═════ Exercise text ═════

Friday, August 12, 2011

City Pride

A few weeks ago I drove to South St. Paul for an industry gathering, and had an opportunity to go through cities I had no idea exist.

Sunfish Lake: population 504
Lilydale: population 618
Mendota: population 210

How do these little tiny cities exist in a metropolitan area? How is it that they have not been gobbled up by a larger neighboring city? I can only assume that there is not a Sunfish Lake High School, but is there a Sunfish Lake mayor?

Later on I had to go to yet another city in the Twin Cities area for business. The difference between these two neighboring cities, just across a highway from each other, was striking.

Here's the sign on the south side of the highway:

To protect the identity of the citizens of the other city, I shall simply say that there was no "welcome to" in front of the city name, followed by this disclaimer:

No Tresspassing.
All roads and land are private.

From "Welcome!" to "No trespassing."

And what makes a city "private?" Do the citizens actually own the town? Reminds me of the towns in Wisconsin that are so small they don't even give the population, they just say "unincorporated."

On the subject of city pride, a group of us were recently comparing notes on our small town festivals. We all had them, a local gathering to bring in visitors, drum up some business and have a party. My hometown had "Falls Fest" (consider the city name, Sheboygan Falls); my husband's hometown hosts Boxcar Days, thanks to an active railroad line that came through to pick up harvested grain.

Other names: Daze and Knights (St. Michael, MN), Corn Chaff Days (Hector, MN), Buttered Corn Days (Sleepy Eye, MN).

The tilt-a-whirl, the scrambler and the zipper seemed to make the rounds to all of our small towns. There was always a food tent, carnival games and don't forget the beer garden. Such fun memories.

Wednesday, August 10, 2011

The Eldest Child

Our dog Dax turned 13 on August 1st. I happened to have the day off work that day, and the girls and I tried to make him feel special that day.

He was greeted with birthday wishes from the moment the girls got up.

He got to chase bubbles outside, one of his favorite activities.

He opened presents, which he actually does because he loves to rip paper. It is a guilty pleasure of his, one he rarely gets to indulge.

Special treats were purchased and plied upon him throughout the day, for which we were richly rewarded with stinky toots late in the evening.

And he got special snuggles from the eldest.

Lindsey likes to think that we made Dax feel special on his special day, the way we try to for our girls on their birthdays.

═════

=== Questions to answer ===
1. From the blog excerpt, echo everything between "Our dog Dax" and "on their birthdays.", inclusive.
2. According to the blog excerpt, which Minnesota town holds Buttered Corn Days?
3. Summarize the blog excerpt in two sentences.

═════ Record excerpts ═════

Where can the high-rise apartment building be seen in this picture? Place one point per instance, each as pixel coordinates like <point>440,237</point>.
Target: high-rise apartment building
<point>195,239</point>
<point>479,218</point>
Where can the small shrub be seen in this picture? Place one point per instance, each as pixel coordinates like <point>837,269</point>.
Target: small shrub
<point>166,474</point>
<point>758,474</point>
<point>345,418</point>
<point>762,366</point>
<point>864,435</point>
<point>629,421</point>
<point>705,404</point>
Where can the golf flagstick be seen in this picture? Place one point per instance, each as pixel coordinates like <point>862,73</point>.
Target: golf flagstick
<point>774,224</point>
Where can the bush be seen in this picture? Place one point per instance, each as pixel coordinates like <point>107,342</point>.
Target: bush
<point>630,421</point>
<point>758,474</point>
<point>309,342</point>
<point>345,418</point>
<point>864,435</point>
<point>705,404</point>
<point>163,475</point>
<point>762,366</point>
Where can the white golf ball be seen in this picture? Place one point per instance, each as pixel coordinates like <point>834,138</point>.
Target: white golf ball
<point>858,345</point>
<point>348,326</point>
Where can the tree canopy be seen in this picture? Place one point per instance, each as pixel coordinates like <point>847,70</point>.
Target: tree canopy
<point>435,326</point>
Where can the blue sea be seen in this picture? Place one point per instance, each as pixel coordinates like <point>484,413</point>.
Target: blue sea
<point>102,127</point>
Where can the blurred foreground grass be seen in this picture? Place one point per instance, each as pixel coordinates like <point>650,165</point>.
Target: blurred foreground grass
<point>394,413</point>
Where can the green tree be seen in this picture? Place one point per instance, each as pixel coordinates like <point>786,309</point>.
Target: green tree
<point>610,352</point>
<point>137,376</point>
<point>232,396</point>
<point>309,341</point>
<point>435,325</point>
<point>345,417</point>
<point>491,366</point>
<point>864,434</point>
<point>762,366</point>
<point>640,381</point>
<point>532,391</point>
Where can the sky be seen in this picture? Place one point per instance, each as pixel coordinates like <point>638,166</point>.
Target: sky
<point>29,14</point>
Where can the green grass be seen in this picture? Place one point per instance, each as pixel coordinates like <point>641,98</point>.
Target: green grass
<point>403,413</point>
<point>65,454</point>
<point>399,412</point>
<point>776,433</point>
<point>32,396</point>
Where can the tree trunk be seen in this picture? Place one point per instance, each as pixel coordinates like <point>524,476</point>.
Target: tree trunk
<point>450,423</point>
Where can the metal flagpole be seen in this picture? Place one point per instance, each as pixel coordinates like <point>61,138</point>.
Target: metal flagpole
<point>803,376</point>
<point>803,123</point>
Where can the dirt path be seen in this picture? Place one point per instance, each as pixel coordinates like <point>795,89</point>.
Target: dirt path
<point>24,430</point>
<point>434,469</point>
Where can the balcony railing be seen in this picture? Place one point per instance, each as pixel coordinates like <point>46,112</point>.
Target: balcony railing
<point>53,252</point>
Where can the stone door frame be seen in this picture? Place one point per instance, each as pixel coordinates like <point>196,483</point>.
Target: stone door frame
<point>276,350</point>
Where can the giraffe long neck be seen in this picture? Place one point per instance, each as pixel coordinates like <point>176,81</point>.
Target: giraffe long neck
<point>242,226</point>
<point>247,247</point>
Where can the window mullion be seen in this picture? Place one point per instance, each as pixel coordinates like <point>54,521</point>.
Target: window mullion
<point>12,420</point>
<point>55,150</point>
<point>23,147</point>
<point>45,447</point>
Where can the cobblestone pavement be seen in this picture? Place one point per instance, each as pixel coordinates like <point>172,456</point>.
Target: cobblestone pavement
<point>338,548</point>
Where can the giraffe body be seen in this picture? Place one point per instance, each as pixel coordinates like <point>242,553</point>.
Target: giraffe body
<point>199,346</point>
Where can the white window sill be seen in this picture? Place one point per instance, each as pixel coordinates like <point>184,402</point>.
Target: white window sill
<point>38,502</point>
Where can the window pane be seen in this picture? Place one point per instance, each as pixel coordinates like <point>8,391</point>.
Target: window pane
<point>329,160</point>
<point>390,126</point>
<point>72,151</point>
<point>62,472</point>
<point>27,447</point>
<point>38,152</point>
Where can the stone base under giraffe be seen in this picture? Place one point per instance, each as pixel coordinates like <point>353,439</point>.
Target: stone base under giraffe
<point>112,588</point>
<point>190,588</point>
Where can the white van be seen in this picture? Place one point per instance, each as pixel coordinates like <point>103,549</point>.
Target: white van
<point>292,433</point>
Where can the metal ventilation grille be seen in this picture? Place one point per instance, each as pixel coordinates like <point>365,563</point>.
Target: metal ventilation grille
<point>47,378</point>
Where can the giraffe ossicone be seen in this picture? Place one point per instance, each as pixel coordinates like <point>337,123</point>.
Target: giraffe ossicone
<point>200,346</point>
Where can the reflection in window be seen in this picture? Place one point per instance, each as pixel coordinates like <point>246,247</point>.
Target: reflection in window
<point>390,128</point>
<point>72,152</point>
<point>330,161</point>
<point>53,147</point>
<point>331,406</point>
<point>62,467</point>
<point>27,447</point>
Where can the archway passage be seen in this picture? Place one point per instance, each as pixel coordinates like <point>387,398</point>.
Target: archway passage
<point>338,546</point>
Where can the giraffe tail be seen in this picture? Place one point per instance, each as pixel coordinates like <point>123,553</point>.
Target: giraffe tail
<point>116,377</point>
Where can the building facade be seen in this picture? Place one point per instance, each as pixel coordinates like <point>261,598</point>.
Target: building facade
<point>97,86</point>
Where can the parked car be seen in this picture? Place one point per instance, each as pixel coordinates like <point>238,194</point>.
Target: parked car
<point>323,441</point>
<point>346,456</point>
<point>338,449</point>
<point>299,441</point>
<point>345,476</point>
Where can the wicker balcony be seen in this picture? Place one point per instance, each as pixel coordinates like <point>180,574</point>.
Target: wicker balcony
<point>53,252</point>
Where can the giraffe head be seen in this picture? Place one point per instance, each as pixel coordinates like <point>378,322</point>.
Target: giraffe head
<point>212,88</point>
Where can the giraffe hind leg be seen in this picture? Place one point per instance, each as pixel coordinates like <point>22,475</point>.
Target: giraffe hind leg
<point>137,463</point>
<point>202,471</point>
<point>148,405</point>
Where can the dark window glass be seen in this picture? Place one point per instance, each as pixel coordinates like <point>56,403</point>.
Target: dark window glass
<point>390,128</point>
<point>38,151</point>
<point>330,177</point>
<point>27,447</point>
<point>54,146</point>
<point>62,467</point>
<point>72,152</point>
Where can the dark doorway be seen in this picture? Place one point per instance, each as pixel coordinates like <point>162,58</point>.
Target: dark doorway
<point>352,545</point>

═════

=== Outputs for the tasks ===
1.
Our dog Dax turned 13 on August 1st. I happened to have the day off work that day, and the girls and I tried to make him feel special that day.

He was greeted with birthday wishes from the moment the girls got up.

He got to chase bubbles outside, one of his favorite activities.

He opened presents, which he actually does because he loves to rip paper. It is a guilty pleasure of his, one he rarely gets to indulge.

Special treats were purchased and plied upon him throughout the day, for which we were richly rewarded with stinky toots late in the evening.

And he got special snuggles from the eldest.

Lindsey likes to think that we made Dax feel special on his special day, the way we try to for our girls on their birthdays.

2. Sleepy Eye, MN

3. The writer describes passing through tiny cities near South St. Paul, a city whose sign warns that all roads and land are private, and small-town festivals such as Falls Fest and Boxcar Days. A separate post tells how the family celebrated their dog Dax's 13th birthday on August 1st with bubbles, presents, special treats and snuggles.